◆ Problem to work on ◆
Turn the stretch of the records below that opens with the line containing "where the yellow" and closes with the line containing "206, 83, 216, 97", both ends included, into a Markdown table with the columns Row and Entry. Number each line and leave out blank lines; include nothing outside that stretch.

◆ Data provided ◆
◇ ◇ ◇

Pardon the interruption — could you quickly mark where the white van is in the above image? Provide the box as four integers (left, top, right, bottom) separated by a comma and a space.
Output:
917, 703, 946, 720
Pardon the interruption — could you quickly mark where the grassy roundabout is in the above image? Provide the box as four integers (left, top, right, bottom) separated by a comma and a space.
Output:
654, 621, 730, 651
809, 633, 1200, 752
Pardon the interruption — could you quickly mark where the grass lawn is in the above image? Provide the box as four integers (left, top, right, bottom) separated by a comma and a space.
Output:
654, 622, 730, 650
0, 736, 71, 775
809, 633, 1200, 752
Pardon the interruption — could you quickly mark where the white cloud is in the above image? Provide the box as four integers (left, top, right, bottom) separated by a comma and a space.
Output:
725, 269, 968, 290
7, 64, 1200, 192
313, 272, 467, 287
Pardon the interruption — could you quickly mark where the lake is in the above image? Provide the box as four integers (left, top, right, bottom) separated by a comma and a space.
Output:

◇ ◇ ◇

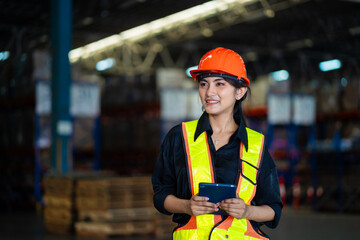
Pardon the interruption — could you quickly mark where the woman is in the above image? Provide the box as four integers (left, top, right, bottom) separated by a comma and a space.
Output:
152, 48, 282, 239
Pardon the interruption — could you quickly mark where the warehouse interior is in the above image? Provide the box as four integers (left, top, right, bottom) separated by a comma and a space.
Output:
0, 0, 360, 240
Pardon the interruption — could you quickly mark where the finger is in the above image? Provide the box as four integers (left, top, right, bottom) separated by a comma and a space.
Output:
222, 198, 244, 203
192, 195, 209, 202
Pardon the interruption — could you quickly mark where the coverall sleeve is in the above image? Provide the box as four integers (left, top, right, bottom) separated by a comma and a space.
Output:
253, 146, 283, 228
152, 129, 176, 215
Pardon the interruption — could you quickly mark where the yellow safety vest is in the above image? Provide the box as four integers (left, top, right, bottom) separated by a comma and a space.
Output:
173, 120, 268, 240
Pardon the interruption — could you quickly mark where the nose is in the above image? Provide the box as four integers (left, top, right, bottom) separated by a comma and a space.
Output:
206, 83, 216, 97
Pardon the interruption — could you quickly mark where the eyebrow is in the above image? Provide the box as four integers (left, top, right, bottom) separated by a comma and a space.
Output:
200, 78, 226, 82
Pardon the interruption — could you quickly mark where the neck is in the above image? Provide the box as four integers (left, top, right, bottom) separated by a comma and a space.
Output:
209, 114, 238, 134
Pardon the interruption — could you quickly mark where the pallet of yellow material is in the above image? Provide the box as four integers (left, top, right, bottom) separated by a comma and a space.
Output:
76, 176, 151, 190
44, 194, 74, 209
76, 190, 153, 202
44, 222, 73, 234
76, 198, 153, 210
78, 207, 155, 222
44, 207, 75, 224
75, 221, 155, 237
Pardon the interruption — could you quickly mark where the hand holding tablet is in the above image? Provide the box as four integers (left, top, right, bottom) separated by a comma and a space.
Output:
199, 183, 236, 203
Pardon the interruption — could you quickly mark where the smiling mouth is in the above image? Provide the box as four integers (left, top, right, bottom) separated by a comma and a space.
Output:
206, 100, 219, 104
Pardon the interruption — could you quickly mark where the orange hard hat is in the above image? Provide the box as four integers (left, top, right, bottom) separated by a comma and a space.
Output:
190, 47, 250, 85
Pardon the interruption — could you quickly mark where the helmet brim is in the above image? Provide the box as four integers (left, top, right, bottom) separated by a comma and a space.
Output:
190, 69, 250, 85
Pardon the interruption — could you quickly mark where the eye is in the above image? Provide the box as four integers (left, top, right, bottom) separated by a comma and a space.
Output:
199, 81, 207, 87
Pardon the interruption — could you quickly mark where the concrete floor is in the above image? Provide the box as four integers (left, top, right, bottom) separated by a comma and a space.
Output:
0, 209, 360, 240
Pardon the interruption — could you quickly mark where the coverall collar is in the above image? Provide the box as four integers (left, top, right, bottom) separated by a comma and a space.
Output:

◇ ◇ ◇

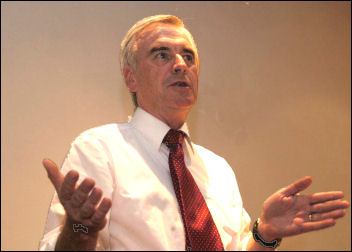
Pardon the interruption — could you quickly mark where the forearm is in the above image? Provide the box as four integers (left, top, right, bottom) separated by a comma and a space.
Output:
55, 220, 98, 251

◇ ◇ ◇

◆ Exercise response ◆
| Row | Entry |
|---|---|
| 1 | Pardon the interruption — could you quickly mark where the yellow safety vest is in the above image? Provide the box as four integers (left, top, right, bottom) separated by a comma and a space. |
| 2 | Output: |
| 3 | 173, 120, 268, 240 |
| 4 | Pardon the interruption — could you quickly mark where the nose is in the above image? Provide the box as four integers (left, top, right, bottom) separated by a comma and a space. |
| 5 | Output: |
| 6 | 206, 83, 216, 97 |